Exercise data
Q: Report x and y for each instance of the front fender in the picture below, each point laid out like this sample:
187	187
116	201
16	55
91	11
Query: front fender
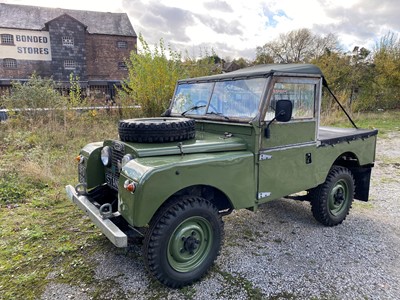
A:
158	178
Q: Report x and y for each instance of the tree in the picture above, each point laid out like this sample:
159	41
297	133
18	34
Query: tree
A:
296	46
152	75
151	78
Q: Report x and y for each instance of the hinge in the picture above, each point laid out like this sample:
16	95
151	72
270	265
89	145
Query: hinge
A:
264	156
263	195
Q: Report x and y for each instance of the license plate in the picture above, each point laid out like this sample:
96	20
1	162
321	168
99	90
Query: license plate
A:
112	181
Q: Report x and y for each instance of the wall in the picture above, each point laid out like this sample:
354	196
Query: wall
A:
103	56
66	26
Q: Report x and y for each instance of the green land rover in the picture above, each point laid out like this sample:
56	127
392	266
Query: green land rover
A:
227	141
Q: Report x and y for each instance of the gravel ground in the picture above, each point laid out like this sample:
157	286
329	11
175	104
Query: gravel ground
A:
280	252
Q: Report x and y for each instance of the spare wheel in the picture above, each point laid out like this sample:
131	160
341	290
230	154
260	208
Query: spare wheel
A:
156	130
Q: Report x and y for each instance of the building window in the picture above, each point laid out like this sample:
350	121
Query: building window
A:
122	44
7	39
68	41
122	66
69	64
9	63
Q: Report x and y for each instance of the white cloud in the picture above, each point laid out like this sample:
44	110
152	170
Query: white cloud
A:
235	27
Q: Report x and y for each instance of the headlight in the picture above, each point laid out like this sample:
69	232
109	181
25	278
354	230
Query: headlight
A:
126	159
106	156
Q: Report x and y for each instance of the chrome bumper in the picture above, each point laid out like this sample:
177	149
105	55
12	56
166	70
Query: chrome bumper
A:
110	230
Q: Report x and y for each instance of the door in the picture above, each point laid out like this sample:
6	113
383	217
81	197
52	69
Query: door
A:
287	149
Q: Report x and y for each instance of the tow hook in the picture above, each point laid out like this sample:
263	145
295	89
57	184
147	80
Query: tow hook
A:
106	211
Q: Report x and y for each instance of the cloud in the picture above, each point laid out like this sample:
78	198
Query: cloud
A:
219	6
155	20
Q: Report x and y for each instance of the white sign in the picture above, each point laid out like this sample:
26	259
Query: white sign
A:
25	44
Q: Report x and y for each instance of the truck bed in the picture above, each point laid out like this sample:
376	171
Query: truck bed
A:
335	135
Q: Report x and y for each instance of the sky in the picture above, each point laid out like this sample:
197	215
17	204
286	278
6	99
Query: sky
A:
235	28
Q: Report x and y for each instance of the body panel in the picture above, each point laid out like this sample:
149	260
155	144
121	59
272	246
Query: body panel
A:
232	173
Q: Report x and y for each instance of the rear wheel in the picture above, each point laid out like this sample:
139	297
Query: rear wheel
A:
183	241
331	201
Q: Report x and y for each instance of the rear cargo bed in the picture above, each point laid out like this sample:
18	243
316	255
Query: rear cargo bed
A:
335	135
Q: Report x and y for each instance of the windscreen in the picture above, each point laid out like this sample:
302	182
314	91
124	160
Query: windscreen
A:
226	99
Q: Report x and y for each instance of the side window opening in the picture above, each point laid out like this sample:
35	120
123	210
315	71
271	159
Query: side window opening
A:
302	96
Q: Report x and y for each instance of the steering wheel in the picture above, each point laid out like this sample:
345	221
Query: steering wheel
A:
202	102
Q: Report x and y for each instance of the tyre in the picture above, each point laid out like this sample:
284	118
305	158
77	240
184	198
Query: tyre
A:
156	130
331	201
183	241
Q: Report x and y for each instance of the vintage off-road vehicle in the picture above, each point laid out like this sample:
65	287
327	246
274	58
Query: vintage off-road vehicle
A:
228	141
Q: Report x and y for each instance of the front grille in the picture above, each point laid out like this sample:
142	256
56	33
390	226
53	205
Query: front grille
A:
113	172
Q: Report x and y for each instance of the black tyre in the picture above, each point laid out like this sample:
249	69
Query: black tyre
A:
331	201
156	130
183	241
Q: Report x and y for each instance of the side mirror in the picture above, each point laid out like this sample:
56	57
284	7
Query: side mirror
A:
283	110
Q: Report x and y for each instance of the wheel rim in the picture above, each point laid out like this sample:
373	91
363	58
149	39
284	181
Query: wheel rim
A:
339	197
190	244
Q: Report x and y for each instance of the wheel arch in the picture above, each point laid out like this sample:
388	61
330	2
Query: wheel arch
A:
208	192
361	174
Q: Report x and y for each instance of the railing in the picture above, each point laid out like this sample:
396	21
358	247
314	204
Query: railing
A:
4	113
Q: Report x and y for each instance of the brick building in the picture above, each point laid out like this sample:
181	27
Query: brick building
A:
57	42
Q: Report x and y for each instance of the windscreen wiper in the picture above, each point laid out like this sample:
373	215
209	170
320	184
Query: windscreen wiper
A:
217	114
193	108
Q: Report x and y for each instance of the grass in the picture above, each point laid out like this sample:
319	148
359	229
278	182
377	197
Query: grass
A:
41	232
384	121
45	238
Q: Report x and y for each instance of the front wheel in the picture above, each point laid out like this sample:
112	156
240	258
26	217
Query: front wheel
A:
331	201
183	241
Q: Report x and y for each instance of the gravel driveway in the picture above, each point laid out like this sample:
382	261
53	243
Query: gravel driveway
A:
281	252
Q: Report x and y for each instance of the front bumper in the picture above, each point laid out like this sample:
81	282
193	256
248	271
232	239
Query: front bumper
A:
109	229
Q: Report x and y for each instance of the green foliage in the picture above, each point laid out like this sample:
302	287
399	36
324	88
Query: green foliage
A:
11	191
153	74
36	93
75	97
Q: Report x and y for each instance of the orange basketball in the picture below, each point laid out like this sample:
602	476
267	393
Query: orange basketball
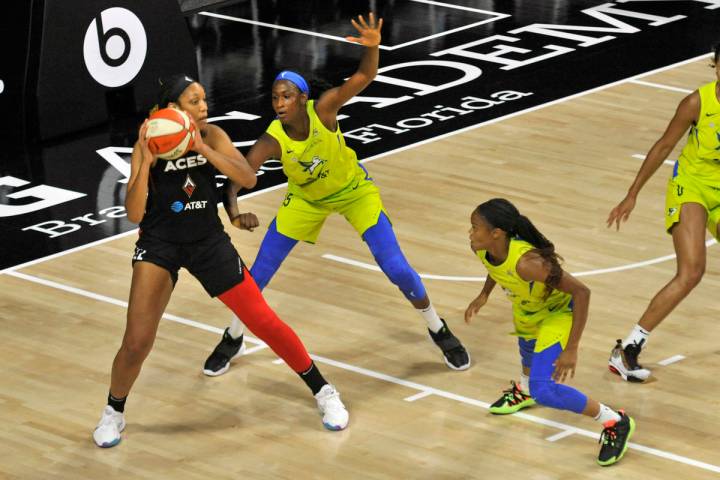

Exercise aim
Reproduce without change the data from the line containing "Q: Report x and y for each instance of the orange" through the end of the data, leaving out the picture.

Finished exercise
Q: Report x and y for each instance of the orange basketball in the picture below, each point laid out like this sample:
602	476
267	393
Query: orange basketball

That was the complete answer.